> _What you should do_
This exercise calls for duplicating every entry below exactly, without the images.

> _Dataset extract_

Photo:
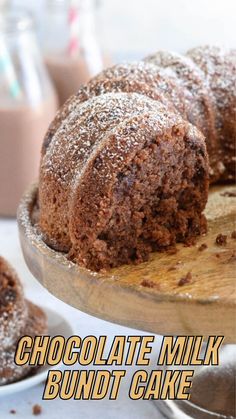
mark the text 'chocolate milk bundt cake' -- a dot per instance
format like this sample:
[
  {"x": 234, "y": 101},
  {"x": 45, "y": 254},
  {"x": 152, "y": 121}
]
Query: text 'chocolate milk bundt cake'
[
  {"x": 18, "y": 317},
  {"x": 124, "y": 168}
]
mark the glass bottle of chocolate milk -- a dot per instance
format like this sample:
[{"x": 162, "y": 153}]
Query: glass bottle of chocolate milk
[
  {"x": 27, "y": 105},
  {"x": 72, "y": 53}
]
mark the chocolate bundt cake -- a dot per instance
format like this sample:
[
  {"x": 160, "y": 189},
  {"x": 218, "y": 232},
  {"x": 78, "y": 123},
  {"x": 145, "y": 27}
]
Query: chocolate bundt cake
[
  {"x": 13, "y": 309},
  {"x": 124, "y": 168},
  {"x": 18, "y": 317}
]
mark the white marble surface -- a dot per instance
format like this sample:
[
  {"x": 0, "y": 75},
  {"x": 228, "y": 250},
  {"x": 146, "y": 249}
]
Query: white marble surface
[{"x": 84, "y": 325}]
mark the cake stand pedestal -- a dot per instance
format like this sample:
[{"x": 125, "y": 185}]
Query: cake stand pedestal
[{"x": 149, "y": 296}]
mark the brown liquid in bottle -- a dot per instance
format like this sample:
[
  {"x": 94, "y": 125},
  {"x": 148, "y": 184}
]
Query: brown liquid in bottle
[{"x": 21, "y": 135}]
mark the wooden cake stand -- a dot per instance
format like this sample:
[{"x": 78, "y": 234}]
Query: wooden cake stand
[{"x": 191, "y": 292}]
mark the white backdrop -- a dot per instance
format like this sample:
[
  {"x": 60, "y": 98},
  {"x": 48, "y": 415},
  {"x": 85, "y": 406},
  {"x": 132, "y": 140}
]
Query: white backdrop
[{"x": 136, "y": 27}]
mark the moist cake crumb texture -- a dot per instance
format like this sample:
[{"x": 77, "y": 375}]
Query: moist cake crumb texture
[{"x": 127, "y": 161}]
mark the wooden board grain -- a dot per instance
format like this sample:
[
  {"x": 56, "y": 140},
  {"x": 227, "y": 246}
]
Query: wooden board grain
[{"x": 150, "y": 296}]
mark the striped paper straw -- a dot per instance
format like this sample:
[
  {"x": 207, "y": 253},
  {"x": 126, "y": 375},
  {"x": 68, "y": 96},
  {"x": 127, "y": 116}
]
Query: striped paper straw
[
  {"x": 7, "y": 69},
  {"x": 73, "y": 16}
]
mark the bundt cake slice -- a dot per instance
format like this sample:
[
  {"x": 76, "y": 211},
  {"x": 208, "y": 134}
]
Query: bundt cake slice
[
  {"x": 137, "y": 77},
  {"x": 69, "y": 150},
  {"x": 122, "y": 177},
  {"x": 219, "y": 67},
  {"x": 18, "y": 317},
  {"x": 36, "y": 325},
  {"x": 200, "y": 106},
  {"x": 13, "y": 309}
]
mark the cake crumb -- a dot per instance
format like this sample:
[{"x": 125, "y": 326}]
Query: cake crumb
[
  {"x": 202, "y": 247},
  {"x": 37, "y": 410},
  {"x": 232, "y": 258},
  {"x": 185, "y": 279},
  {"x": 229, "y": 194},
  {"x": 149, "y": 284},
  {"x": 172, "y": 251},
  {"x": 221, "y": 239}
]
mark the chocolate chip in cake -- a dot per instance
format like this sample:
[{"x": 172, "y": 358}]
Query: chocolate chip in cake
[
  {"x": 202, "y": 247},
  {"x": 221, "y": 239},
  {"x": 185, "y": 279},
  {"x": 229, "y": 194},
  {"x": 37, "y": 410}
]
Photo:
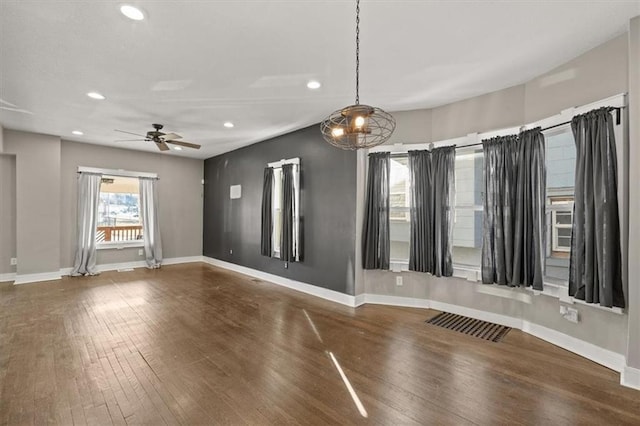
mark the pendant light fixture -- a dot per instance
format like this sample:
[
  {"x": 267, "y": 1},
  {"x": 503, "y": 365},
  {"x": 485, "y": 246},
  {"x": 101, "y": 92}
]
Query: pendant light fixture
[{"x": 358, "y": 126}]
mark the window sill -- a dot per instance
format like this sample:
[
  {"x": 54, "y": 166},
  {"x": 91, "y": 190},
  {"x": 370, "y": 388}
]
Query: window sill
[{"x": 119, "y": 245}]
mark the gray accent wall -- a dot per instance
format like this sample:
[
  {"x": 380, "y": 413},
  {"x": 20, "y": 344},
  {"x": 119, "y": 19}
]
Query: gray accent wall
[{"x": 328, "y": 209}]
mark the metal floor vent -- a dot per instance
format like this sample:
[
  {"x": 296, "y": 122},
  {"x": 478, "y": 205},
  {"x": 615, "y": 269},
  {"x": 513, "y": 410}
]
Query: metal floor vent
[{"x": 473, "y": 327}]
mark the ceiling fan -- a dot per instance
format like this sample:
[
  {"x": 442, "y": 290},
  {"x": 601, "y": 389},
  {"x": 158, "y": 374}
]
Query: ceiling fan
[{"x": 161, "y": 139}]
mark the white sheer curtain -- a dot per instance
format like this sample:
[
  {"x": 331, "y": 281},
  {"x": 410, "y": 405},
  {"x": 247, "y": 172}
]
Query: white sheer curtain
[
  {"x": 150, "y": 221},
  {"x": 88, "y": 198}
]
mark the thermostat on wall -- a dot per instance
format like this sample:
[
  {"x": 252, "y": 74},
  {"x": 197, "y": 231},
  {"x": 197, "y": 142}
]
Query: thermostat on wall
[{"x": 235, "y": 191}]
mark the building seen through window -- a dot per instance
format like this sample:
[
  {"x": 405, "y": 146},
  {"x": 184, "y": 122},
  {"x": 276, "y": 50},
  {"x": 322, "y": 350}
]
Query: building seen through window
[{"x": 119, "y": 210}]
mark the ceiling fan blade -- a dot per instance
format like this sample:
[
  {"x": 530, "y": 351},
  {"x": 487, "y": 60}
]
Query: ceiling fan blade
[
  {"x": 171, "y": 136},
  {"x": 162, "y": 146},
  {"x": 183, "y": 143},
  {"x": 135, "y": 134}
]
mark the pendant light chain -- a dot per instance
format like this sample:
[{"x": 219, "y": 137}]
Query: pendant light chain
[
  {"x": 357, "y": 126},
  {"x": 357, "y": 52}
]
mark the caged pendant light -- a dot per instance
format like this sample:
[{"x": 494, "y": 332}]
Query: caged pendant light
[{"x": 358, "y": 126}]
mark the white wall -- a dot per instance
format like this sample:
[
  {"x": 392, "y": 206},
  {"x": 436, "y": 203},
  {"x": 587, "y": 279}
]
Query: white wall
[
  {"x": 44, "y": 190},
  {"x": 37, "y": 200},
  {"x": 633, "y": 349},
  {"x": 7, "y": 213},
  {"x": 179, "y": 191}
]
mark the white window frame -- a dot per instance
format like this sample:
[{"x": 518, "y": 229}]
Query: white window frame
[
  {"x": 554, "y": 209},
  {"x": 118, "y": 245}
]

> _Result of this task_
Photo:
mark the text 'chocolate milk bundt cake' -- a dot per instance
format like this sample:
[
  {"x": 234, "y": 101},
  {"x": 45, "y": 254},
  {"x": 152, "y": 121}
]
Query: text 'chocolate milk bundt cake'
[
  {"x": 18, "y": 317},
  {"x": 124, "y": 168}
]
mark the glass bottle of chocolate milk -- a dot per instance
format like this sample:
[{"x": 162, "y": 153}]
Query: glass bottle of chocolate milk
[
  {"x": 27, "y": 105},
  {"x": 72, "y": 53}
]
mark the chocolate bundt cake -- a dot per instance
format like this sample:
[
  {"x": 160, "y": 189},
  {"x": 218, "y": 232},
  {"x": 78, "y": 123},
  {"x": 145, "y": 27}
]
Query: chocolate bundt cake
[
  {"x": 13, "y": 309},
  {"x": 124, "y": 168},
  {"x": 18, "y": 317}
]
mark the white marble surface -- a dot per instance
format like this sample:
[
  {"x": 0, "y": 75},
  {"x": 228, "y": 250},
  {"x": 146, "y": 249}
]
Query: white marble surface
[{"x": 84, "y": 325}]
mark the cake stand pedestal -- a dot per instance
format like this sample:
[{"x": 125, "y": 185}]
Query: cake stand pedestal
[{"x": 149, "y": 296}]
mark the brown liquid in bottle -- a dot per instance
format like this sample:
[
  {"x": 94, "y": 125},
  {"x": 148, "y": 184}
]
Query: brown liquid in bottle
[{"x": 21, "y": 135}]
mark the wooden cake stand -- a dot per instance
format like this sample:
[{"x": 78, "y": 234}]
Query: wooden cake stand
[{"x": 191, "y": 292}]
mark the white backdrop -- a dot per instance
format like this sample:
[
  {"x": 60, "y": 98},
  {"x": 48, "y": 415},
  {"x": 85, "y": 406},
  {"x": 132, "y": 140}
]
Query: white backdrop
[{"x": 136, "y": 27}]
mark the moist cake crumb texture -- a dot per instance
format like this sample:
[{"x": 77, "y": 375}]
Query: moist cake crumb texture
[{"x": 127, "y": 161}]
mark the wooden board grain -- a dot per instance
format like this sample:
[
  {"x": 56, "y": 140},
  {"x": 227, "y": 246}
]
Query: wooden board grain
[{"x": 150, "y": 296}]
mark the striped paper straw -- a dot per instance
format like this sample:
[
  {"x": 207, "y": 253},
  {"x": 126, "y": 375},
  {"x": 68, "y": 96},
  {"x": 127, "y": 116}
]
Query: striped paper straw
[
  {"x": 7, "y": 69},
  {"x": 73, "y": 16}
]
mark the bundt cake slice -- a dot per instance
format like this sample:
[
  {"x": 76, "y": 211},
  {"x": 208, "y": 134}
]
Query: bundt cake slice
[
  {"x": 137, "y": 77},
  {"x": 69, "y": 150},
  {"x": 122, "y": 177},
  {"x": 219, "y": 67},
  {"x": 18, "y": 317},
  {"x": 36, "y": 325},
  {"x": 200, "y": 106},
  {"x": 13, "y": 309}
]
mark the cake crumb -- a dot per instance
format like this sample:
[{"x": 125, "y": 326}]
Query: cake crumb
[
  {"x": 202, "y": 247},
  {"x": 37, "y": 410},
  {"x": 232, "y": 258},
  {"x": 185, "y": 279},
  {"x": 229, "y": 194},
  {"x": 149, "y": 284},
  {"x": 172, "y": 251},
  {"x": 221, "y": 239}
]
mark the chocolate chip in cake -- a dot per instance
format like this sample:
[{"x": 172, "y": 358}]
Query: chocolate chip in cake
[
  {"x": 202, "y": 247},
  {"x": 221, "y": 239},
  {"x": 185, "y": 279},
  {"x": 229, "y": 194},
  {"x": 37, "y": 410}
]
Photo:
mark the pendant light fixture -- a dot per instance
format like this sample:
[
  {"x": 267, "y": 1},
  {"x": 503, "y": 365},
  {"x": 485, "y": 246},
  {"x": 101, "y": 92}
]
Query: pendant light fixture
[{"x": 358, "y": 126}]
mark the window sill -- a dot per instance
format like this sample:
[
  {"x": 54, "y": 166},
  {"x": 91, "y": 190},
  {"x": 370, "y": 388}
]
Query: window sill
[{"x": 119, "y": 245}]
mark the gray accent wall -- a dot per instance
format like this sample:
[
  {"x": 380, "y": 413},
  {"x": 20, "y": 344},
  {"x": 119, "y": 19}
]
Query: gray accent wall
[{"x": 328, "y": 209}]
mark the metal floor vent -- a dot per instance
format like this sample:
[
  {"x": 296, "y": 122},
  {"x": 478, "y": 205},
  {"x": 615, "y": 269},
  {"x": 513, "y": 410}
]
Query: metal floor vent
[{"x": 473, "y": 327}]
mark the ceiling fan -- a dot per instance
format like this sample:
[
  {"x": 442, "y": 290},
  {"x": 601, "y": 389},
  {"x": 158, "y": 374}
]
Query: ceiling fan
[{"x": 161, "y": 139}]
mark the white sheer curtain -- a dot per instance
format like this sample:
[
  {"x": 331, "y": 281},
  {"x": 410, "y": 405},
  {"x": 247, "y": 172}
]
Query: white sheer curtain
[
  {"x": 150, "y": 221},
  {"x": 88, "y": 198}
]
mark the thermostat on wall -- a dot per instance
format like this sample:
[
  {"x": 252, "y": 74},
  {"x": 197, "y": 231},
  {"x": 197, "y": 142}
]
Query: thermostat on wall
[{"x": 235, "y": 191}]
mark the building seen through window -- a dot per instance
format like this sample:
[
  {"x": 405, "y": 146},
  {"x": 184, "y": 122},
  {"x": 276, "y": 50},
  {"x": 322, "y": 350}
]
Query: building seen through window
[{"x": 119, "y": 210}]
mark the ceiling fan blade -- a dot per instance
format like this sample:
[
  {"x": 530, "y": 351},
  {"x": 487, "y": 60}
]
Query: ceiling fan blade
[
  {"x": 171, "y": 136},
  {"x": 162, "y": 146},
  {"x": 183, "y": 143},
  {"x": 135, "y": 134}
]
mark the pendant light chain -- a dot per instance
format like this sample:
[{"x": 219, "y": 137}]
Query: pendant light chain
[
  {"x": 357, "y": 126},
  {"x": 357, "y": 52}
]
mark the caged pendant light -- a dot per instance
format like this sample:
[{"x": 494, "y": 332}]
Query: caged pendant light
[{"x": 358, "y": 126}]
mark the white wall -- a dot per instance
format like this sample:
[
  {"x": 392, "y": 206},
  {"x": 436, "y": 203},
  {"x": 587, "y": 279}
]
Query: white wall
[
  {"x": 44, "y": 190},
  {"x": 37, "y": 200},
  {"x": 633, "y": 349},
  {"x": 7, "y": 213},
  {"x": 179, "y": 191}
]
mark the white window frame -- a dot per instance
format like this sample:
[{"x": 518, "y": 229}]
Query: white window frame
[
  {"x": 554, "y": 209},
  {"x": 118, "y": 245}
]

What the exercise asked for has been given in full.